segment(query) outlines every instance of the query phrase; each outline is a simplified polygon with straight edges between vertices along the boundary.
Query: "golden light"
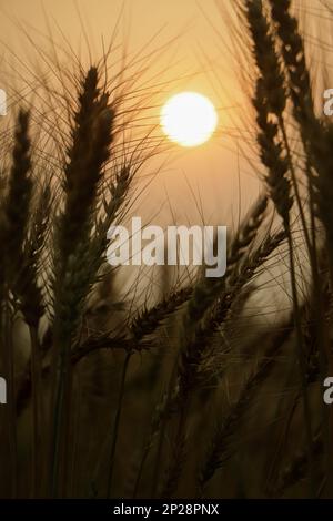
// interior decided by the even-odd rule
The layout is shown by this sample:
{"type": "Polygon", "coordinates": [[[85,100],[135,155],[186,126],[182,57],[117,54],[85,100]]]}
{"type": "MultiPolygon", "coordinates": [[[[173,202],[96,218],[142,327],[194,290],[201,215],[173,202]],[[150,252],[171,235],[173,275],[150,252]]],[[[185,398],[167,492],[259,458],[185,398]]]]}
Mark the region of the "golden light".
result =
{"type": "Polygon", "coordinates": [[[181,92],[172,96],[161,112],[161,126],[168,137],[182,146],[198,146],[206,142],[218,125],[212,102],[196,92],[181,92]]]}

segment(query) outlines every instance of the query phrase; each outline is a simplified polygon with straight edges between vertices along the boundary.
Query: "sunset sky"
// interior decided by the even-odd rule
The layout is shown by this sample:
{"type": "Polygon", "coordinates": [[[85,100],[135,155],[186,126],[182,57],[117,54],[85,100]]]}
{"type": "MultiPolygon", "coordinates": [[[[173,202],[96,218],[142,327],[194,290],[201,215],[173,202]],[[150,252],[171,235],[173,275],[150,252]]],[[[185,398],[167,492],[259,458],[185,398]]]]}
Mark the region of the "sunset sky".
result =
{"type": "MultiPolygon", "coordinates": [[[[219,113],[218,130],[206,144],[189,150],[171,145],[168,157],[158,160],[165,163],[145,192],[148,214],[163,203],[168,208],[169,197],[178,219],[200,222],[198,203],[206,221],[230,225],[238,218],[239,192],[242,211],[246,211],[259,192],[259,182],[241,152],[249,129],[233,126],[236,114],[248,108],[242,106],[238,71],[232,69],[225,44],[229,33],[221,16],[225,7],[224,1],[215,0],[0,0],[2,82],[12,81],[3,71],[8,63],[16,63],[14,54],[30,68],[38,62],[31,44],[27,45],[27,35],[37,48],[47,49],[51,34],[75,52],[83,50],[82,55],[88,40],[92,57],[100,58],[101,42],[110,41],[120,18],[117,41],[125,44],[128,55],[161,49],[145,76],[153,78],[152,84],[167,82],[159,103],[190,90],[209,98],[219,113]]],[[[157,122],[159,113],[157,106],[151,114],[157,122]]]]}

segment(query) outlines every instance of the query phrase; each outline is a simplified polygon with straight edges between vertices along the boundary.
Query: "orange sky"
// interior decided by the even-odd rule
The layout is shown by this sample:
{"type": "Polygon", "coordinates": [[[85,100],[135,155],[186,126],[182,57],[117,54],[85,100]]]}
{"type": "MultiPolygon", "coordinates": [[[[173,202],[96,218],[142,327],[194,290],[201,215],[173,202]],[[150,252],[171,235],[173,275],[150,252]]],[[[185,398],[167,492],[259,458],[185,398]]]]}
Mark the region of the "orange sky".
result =
{"type": "MultiPolygon", "coordinates": [[[[153,76],[153,69],[161,71],[159,80],[168,82],[160,102],[174,92],[198,91],[212,100],[220,118],[210,143],[193,150],[171,147],[167,165],[145,193],[142,214],[154,214],[162,203],[168,208],[169,196],[178,219],[194,224],[201,221],[196,197],[206,221],[229,225],[238,218],[239,182],[244,211],[254,200],[259,183],[252,167],[236,153],[244,143],[239,130],[232,127],[231,116],[233,105],[242,109],[242,96],[229,69],[229,51],[209,21],[226,38],[228,29],[214,0],[0,0],[0,38],[23,62],[31,62],[31,47],[27,49],[18,23],[37,45],[48,47],[42,34],[51,31],[56,40],[65,39],[73,49],[87,50],[83,23],[91,53],[100,57],[101,39],[110,40],[122,6],[118,40],[127,43],[129,54],[140,49],[149,52],[176,37],[167,52],[157,54],[150,72],[153,76]]],[[[8,50],[3,53],[7,61],[12,59],[8,50]]],[[[152,115],[158,121],[158,108],[152,115]]]]}

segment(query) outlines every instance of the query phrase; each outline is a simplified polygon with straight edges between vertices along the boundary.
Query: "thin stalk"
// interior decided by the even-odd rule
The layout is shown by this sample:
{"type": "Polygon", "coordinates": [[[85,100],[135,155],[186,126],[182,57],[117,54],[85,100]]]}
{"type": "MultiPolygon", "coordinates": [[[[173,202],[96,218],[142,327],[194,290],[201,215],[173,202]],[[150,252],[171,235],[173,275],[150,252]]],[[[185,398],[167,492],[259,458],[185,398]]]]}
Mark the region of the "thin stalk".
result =
{"type": "Polygon", "coordinates": [[[38,340],[38,328],[31,326],[31,387],[32,387],[32,469],[31,469],[31,497],[38,496],[40,483],[40,453],[41,453],[41,359],[38,340]]]}
{"type": "Polygon", "coordinates": [[[9,375],[9,451],[11,458],[11,498],[17,498],[18,492],[18,442],[17,442],[17,418],[16,418],[16,386],[14,386],[14,358],[12,345],[12,324],[8,299],[4,305],[4,349],[8,354],[9,375]]]}
{"type": "Polygon", "coordinates": [[[115,418],[114,418],[114,428],[113,428],[111,454],[110,454],[110,468],[109,468],[108,492],[107,492],[108,493],[108,499],[111,498],[111,491],[112,491],[114,457],[115,457],[115,449],[117,449],[117,442],[118,442],[118,436],[119,436],[119,428],[120,428],[120,420],[121,420],[121,412],[122,412],[122,403],[123,403],[127,372],[128,372],[131,356],[132,356],[132,353],[129,351],[127,354],[127,357],[125,357],[125,360],[124,360],[124,364],[123,364],[123,369],[122,369],[122,375],[121,375],[121,380],[120,380],[118,406],[117,406],[117,412],[115,412],[115,418]]]}
{"type": "Polygon", "coordinates": [[[290,258],[290,270],[291,270],[291,286],[292,286],[292,296],[293,296],[293,316],[294,325],[296,331],[296,345],[297,345],[297,356],[299,356],[299,366],[300,366],[300,377],[301,377],[301,390],[303,398],[303,412],[304,412],[304,423],[305,423],[305,433],[307,439],[307,463],[310,472],[310,493],[311,497],[315,497],[315,486],[314,486],[314,467],[313,467],[313,452],[312,452],[312,427],[311,427],[311,411],[307,396],[307,386],[306,386],[306,364],[304,358],[303,350],[303,335],[302,335],[302,325],[299,313],[299,296],[297,296],[297,286],[296,286],[296,275],[295,275],[295,263],[294,263],[294,253],[293,253],[293,243],[290,226],[286,226],[287,231],[287,243],[289,243],[289,258],[290,258]]]}

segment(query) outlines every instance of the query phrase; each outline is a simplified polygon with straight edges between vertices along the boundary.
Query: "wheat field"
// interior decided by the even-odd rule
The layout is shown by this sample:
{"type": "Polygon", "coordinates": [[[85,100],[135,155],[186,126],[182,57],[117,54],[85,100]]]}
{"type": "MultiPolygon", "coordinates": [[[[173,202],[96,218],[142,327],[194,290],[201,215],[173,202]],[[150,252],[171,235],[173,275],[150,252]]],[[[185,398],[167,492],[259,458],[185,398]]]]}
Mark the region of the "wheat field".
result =
{"type": "Polygon", "coordinates": [[[294,2],[230,4],[261,193],[223,277],[107,263],[164,147],[140,74],[51,60],[67,94],[0,121],[1,498],[333,498],[333,120],[294,2]]]}

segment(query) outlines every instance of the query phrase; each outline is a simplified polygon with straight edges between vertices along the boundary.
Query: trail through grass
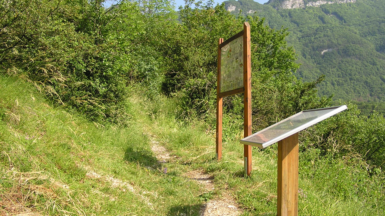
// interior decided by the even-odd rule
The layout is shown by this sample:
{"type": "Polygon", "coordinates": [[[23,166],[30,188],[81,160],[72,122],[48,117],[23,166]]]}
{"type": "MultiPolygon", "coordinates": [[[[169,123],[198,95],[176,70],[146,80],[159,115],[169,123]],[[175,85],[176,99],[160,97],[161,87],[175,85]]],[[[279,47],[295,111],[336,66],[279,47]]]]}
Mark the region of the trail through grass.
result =
{"type": "MultiPolygon", "coordinates": [[[[0,215],[276,214],[274,147],[253,149],[245,178],[242,131],[231,132],[218,161],[212,128],[178,120],[172,100],[133,93],[129,126],[120,128],[53,107],[33,89],[0,78],[0,215]]],[[[380,176],[309,161],[300,167],[300,215],[384,215],[380,176]]]]}

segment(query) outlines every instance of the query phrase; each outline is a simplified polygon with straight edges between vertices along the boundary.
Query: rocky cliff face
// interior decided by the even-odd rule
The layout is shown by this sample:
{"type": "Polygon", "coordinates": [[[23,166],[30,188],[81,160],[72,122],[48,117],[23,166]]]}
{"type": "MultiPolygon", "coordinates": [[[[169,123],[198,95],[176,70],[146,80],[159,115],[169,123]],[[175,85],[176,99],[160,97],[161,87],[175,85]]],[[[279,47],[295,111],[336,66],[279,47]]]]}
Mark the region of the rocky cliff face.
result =
{"type": "Polygon", "coordinates": [[[281,3],[278,4],[274,4],[276,9],[281,8],[283,9],[292,9],[294,8],[303,8],[306,7],[319,7],[321,5],[325,4],[333,4],[337,3],[341,4],[355,2],[356,0],[310,0],[305,5],[303,0],[270,0],[268,2],[267,4],[273,2],[276,3],[280,2],[281,3]]]}
{"type": "MultiPolygon", "coordinates": [[[[268,3],[273,2],[274,0],[271,0],[268,3]]],[[[356,0],[319,0],[318,1],[309,1],[306,4],[306,7],[319,7],[325,4],[333,4],[337,3],[348,3],[355,2],[356,0]]],[[[294,8],[303,8],[305,7],[303,0],[284,0],[282,2],[280,7],[283,9],[292,9],[294,8]]]]}

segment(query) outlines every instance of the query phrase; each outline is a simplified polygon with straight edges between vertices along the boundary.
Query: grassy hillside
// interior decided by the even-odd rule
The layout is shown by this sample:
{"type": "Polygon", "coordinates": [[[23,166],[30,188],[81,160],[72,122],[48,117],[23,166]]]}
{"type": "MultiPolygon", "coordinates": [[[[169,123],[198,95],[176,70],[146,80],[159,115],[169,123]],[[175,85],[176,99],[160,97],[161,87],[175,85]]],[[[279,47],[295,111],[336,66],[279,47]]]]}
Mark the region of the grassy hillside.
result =
{"type": "MultiPolygon", "coordinates": [[[[254,149],[245,178],[242,131],[226,139],[218,162],[212,128],[177,120],[173,100],[133,93],[129,126],[120,128],[53,107],[33,89],[0,78],[0,214],[199,215],[207,202],[229,196],[243,215],[275,214],[276,146],[254,149]],[[154,143],[167,161],[157,161],[154,143]],[[196,170],[213,176],[214,189],[188,176],[196,170]]],[[[318,155],[300,155],[300,215],[383,215],[383,173],[318,155]]]]}
{"type": "MultiPolygon", "coordinates": [[[[309,1],[310,2],[310,1],[309,1]]],[[[238,14],[265,17],[269,26],[288,28],[286,38],[301,64],[296,75],[304,80],[325,75],[321,95],[335,100],[385,99],[385,2],[357,0],[319,7],[277,10],[279,1],[261,5],[252,0],[224,2],[238,14]]]]}

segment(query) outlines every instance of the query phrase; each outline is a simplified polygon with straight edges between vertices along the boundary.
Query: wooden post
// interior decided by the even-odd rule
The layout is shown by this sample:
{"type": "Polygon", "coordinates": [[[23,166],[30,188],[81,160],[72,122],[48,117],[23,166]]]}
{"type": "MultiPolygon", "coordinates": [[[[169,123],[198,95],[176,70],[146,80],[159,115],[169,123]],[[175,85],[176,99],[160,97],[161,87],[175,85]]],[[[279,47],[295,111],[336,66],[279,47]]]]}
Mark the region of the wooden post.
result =
{"type": "Polygon", "coordinates": [[[220,97],[221,92],[221,48],[219,45],[223,42],[223,38],[220,38],[218,41],[218,65],[217,75],[217,121],[216,133],[215,156],[220,160],[222,158],[222,98],[220,97]]]}
{"type": "MultiPolygon", "coordinates": [[[[251,52],[250,50],[250,25],[243,24],[243,107],[244,136],[251,135],[251,52]]],[[[251,171],[251,146],[244,145],[244,176],[251,171]]]]}
{"type": "Polygon", "coordinates": [[[298,133],[278,142],[277,216],[298,215],[298,133]]]}

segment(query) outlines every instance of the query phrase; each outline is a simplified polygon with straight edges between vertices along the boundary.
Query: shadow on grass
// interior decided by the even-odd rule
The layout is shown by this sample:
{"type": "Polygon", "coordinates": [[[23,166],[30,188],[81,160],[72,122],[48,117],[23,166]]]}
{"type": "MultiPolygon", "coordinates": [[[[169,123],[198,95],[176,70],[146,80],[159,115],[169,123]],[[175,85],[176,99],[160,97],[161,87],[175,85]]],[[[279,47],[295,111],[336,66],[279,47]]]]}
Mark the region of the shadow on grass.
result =
{"type": "Polygon", "coordinates": [[[161,166],[152,152],[139,148],[129,147],[124,153],[124,160],[127,161],[139,163],[142,166],[150,167],[156,169],[161,166]]]}
{"type": "Polygon", "coordinates": [[[201,209],[204,210],[206,205],[192,205],[172,206],[170,208],[167,216],[199,216],[201,209]]]}

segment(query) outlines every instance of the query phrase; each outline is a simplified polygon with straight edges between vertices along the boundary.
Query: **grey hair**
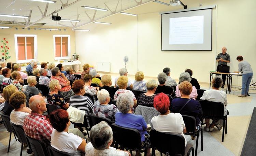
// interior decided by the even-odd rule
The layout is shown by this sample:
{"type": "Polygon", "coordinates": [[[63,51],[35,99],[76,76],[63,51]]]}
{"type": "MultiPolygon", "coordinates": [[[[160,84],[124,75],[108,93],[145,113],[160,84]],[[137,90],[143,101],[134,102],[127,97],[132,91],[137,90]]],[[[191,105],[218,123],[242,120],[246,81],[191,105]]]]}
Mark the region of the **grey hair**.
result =
{"type": "Polygon", "coordinates": [[[120,74],[120,76],[124,75],[127,72],[128,72],[127,70],[124,68],[119,69],[119,74],[120,74]]]}
{"type": "Polygon", "coordinates": [[[56,74],[57,74],[57,73],[59,72],[59,69],[58,67],[54,67],[51,70],[51,71],[52,72],[52,74],[53,76],[56,76],[56,74]]]}
{"type": "Polygon", "coordinates": [[[219,76],[216,76],[212,79],[212,85],[215,88],[219,88],[222,86],[223,82],[222,78],[219,76]]]}
{"type": "Polygon", "coordinates": [[[91,69],[90,70],[90,72],[89,72],[89,74],[91,75],[93,77],[95,77],[97,75],[97,71],[96,71],[96,69],[91,69]]]}
{"type": "Polygon", "coordinates": [[[112,129],[105,121],[101,121],[91,127],[90,132],[91,143],[96,150],[108,148],[108,144],[113,139],[112,129]]]}
{"type": "Polygon", "coordinates": [[[122,113],[127,113],[134,104],[132,96],[129,92],[119,94],[116,101],[116,105],[122,113]]]}
{"type": "Polygon", "coordinates": [[[164,72],[160,73],[157,76],[157,80],[158,80],[159,83],[160,85],[163,85],[166,81],[166,78],[167,75],[164,72]]]}
{"type": "Polygon", "coordinates": [[[181,83],[185,81],[190,82],[191,81],[191,77],[190,77],[189,73],[187,72],[181,73],[180,75],[179,80],[181,83]]]}

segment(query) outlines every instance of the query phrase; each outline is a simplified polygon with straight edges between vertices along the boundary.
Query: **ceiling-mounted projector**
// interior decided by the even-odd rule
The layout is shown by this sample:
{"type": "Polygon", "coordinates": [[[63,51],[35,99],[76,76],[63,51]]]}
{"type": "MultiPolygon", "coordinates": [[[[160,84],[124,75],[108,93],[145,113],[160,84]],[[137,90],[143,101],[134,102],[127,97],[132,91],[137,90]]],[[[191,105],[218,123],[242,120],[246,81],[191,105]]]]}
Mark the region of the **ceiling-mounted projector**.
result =
{"type": "Polygon", "coordinates": [[[171,5],[175,6],[176,5],[181,5],[181,2],[178,0],[173,0],[170,1],[170,4],[171,5]]]}

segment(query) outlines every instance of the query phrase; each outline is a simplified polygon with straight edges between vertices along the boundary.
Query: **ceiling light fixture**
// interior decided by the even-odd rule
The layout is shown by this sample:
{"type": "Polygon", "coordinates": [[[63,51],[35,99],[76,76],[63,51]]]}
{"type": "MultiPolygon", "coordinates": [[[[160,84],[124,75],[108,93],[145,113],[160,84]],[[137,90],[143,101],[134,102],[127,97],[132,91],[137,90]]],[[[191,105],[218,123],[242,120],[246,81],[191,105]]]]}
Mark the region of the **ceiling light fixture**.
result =
{"type": "Polygon", "coordinates": [[[138,16],[137,15],[136,15],[135,14],[130,14],[129,13],[124,13],[123,12],[122,12],[122,13],[120,13],[120,14],[123,14],[124,15],[127,15],[133,16],[138,16]]]}
{"type": "Polygon", "coordinates": [[[93,9],[94,10],[100,10],[101,11],[107,11],[109,10],[106,9],[102,9],[100,8],[98,8],[97,7],[92,7],[91,6],[85,6],[84,5],[82,6],[82,7],[84,7],[85,8],[89,8],[90,9],[93,9]]]}
{"type": "Polygon", "coordinates": [[[56,3],[56,1],[50,1],[48,0],[30,0],[32,1],[37,1],[37,2],[45,2],[45,3],[56,3]]]}

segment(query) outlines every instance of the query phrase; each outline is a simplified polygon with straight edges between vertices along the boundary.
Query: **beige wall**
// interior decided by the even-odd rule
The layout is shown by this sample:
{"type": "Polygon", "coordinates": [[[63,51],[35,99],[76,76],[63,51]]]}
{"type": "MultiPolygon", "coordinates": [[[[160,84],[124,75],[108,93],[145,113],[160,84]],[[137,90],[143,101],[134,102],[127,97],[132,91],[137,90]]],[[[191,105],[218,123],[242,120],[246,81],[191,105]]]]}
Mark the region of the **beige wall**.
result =
{"type": "MultiPolygon", "coordinates": [[[[97,62],[111,62],[112,72],[117,73],[124,67],[123,59],[127,55],[129,74],[134,74],[138,70],[143,71],[146,76],[156,77],[164,67],[169,67],[172,76],[177,79],[181,72],[190,68],[199,81],[209,82],[209,71],[216,69],[216,57],[225,46],[231,57],[231,71],[238,69],[236,58],[238,55],[244,56],[255,71],[256,10],[254,7],[256,2],[243,2],[182,1],[189,8],[199,7],[200,4],[203,6],[217,4],[217,8],[212,11],[212,51],[161,51],[158,12],[182,7],[151,2],[126,12],[138,14],[137,17],[118,14],[100,21],[111,22],[111,25],[92,23],[80,28],[90,31],[76,32],[76,51],[83,63],[89,63],[95,68],[97,62]]],[[[233,85],[236,84],[236,79],[233,78],[233,85]]]]}
{"type": "MultiPolygon", "coordinates": [[[[11,26],[11,25],[10,25],[11,26]]],[[[1,40],[5,38],[9,41],[8,46],[10,48],[9,50],[10,59],[8,59],[7,62],[16,62],[16,56],[14,43],[15,34],[33,34],[37,35],[38,46],[38,59],[40,62],[56,62],[57,60],[54,60],[54,52],[53,48],[54,35],[70,35],[71,54],[72,55],[75,51],[75,33],[74,31],[67,28],[59,28],[61,29],[59,30],[35,30],[33,27],[30,27],[30,30],[27,29],[22,29],[23,27],[19,25],[12,25],[12,28],[9,29],[0,29],[0,37],[1,40]],[[15,30],[15,28],[18,28],[15,30]],[[64,31],[64,29],[66,29],[64,31]]],[[[37,27],[37,28],[38,28],[37,27]]],[[[44,27],[47,28],[48,27],[44,27]]],[[[49,28],[54,28],[53,27],[49,28]]],[[[0,42],[0,44],[1,43],[0,42]]]]}

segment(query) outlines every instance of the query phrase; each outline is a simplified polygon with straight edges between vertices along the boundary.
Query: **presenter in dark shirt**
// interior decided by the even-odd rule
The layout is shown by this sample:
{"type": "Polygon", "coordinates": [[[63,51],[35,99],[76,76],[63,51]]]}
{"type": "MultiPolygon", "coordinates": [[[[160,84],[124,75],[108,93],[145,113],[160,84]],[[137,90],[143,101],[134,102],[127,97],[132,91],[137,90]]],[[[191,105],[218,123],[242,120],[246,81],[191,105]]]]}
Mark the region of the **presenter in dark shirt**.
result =
{"type": "MultiPolygon", "coordinates": [[[[228,65],[228,63],[230,63],[230,56],[226,52],[227,51],[227,48],[226,47],[223,47],[222,49],[222,52],[221,53],[218,54],[216,57],[216,62],[218,63],[218,66],[217,67],[216,70],[218,71],[219,70],[219,67],[221,66],[226,66],[228,65]]],[[[222,80],[223,81],[223,85],[222,86],[222,88],[224,88],[224,85],[225,85],[225,82],[226,81],[226,75],[224,74],[222,74],[222,80]]]]}

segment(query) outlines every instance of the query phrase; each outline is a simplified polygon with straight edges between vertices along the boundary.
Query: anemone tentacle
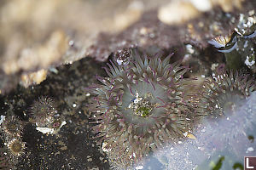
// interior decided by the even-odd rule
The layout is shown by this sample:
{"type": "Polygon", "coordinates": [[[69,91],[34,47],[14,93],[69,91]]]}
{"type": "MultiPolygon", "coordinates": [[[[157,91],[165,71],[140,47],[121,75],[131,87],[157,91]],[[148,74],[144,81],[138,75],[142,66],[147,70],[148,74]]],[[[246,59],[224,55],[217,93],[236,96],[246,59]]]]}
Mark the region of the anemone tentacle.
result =
{"type": "Polygon", "coordinates": [[[132,57],[125,65],[108,64],[109,77],[98,77],[102,84],[88,89],[96,95],[90,109],[104,148],[139,160],[165,142],[183,138],[192,108],[190,94],[183,92],[188,67],[170,64],[171,55],[161,60],[135,51],[132,57]]]}

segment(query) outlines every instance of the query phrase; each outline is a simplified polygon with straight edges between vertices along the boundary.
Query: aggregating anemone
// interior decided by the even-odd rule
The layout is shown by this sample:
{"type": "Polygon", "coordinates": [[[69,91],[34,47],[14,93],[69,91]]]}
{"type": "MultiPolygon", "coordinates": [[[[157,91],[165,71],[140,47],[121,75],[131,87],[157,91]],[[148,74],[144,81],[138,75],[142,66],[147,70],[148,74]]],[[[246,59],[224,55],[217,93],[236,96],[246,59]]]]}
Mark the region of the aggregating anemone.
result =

Exercise goal >> List every line of the listing above that contains the string "mounted".

Exercise solution >>
Query: **ceiling-mounted projector**
Mark the region of the **ceiling-mounted projector**.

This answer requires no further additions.